## Lista de tareas
(a) Según el fragmento del documento, ¿en qué año viajó el buque Crimea hasta Valencia?
(b) Transcribe del fragmento del documento el pasaje que empieza con "Tras la muerte" y sigue hasta "Madrid y Moscú.".

## Fragmento del documento
────

Olvido Rodríguez, de Mieres, viajó con sus dos hermanas: «No sabía que estaba a bordo, cuando las vi nos agarramos de los brazos y gritamos que no nos separarían». Todos forman parte de una delegación de 13 supervivientes que han regresado este septiembre a Moscú para conmemorar las ocho décadas de las tres expediciones en barcos, que salieron de los puertos de Valencia (21 de marzo de 1937), Santurce (13 de junio) y Gijón (23 de septiembre). De la mano del Archivo de Guerra y Exilio, en la capital rusa se han encontrado con algunos de los 60 que se quedaron a vivir en la URSS y han recordado a los cientos que murieron por los combates de la Segunda Guerra Mundial, por la hambruna en muchas partes del país o incluso por las penurias del Gulag.
Tuvieron que esperar a la muerte de Stalin para poder salir y sufrieron una presión muy grande por parte del Partido Comunista español para no volver a la dictadura de Franco.
Un reciente libro arroja luz sobre cómo fue ese complicado retorno a una patria desconocida: Los niños de Rusia (Crítica), escrito por el periodista Rafael Moreno, reconstruye la alambicada operación que en plena Guerra Fría obligó a colaborar a dos potencias ideológicamente enemigas: «La salida de los niños hacia la URSS había sido una victoria para la República, y Franco crea una oficina para organizar el regreso de los niños enviados al extranjero pero no lo consigue ni en el caso de México ni en el de la URSS, porque no había relaciones diplomáticas».
Tras la muerte de Stalin, Kruschev quería dar una imagen de apertura, soltó a los presos de la Segunda Guerra Mundial y permitió volver a los niños después de contactos discretos entre Madrid y Moscú.
El viaje del buque Crimea
Así se produce en 1956 el improbable viaje del buque Crimea, con su bandera roja, hasta Valencia, el inicio de un regreso plagado de dificultades: «Muchos de los que volvieron a España no entendían el sistema capitalista, donde te podían despedir, donde no existía igualdad para la mujer, donde había que casarse...». La mayoría de los exiliados consultados habla también de choques familiares tras el deseado reencuentro. Azucena se había ido con seis años y volvió con 26: «Recuerdo entrar en casa y ver a un grupo de mujeres llorando, pregunté quién de ellas era mi madre, nos abrazamos... pero no nos entendimos nunca», explica cogida del brazo de Victoria Iglesias, que cuenta una historia similar, una mezcla de gratitud y resignación por lo vivido: «No olvidaré el primer día en la URSS, el recibimiento en el puerto de Leningrado (actual San Petersburgo), las pancartas junto al río Nevá y la gente empujándose para abrazarnos». «Nos despiojaron y nos vistieron con ropa limpia a todos iguales, como de marineros», completa Araceli Ruiz, una asturiana que acabó en Odessa con otras tres hermanas.

────

## Datos disponibles
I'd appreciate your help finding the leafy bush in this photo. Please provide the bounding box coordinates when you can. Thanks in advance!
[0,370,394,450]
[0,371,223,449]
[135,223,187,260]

────

## Respuestas
(a) En 1956.

(b)
Tras la muerte de Stalin, Kruschev quería dar una imagen de apertura, soltó a los presos de la Segunda Guerra Mundial y permitió volver a los niños después de contactos discretos entre Madrid y Moscú.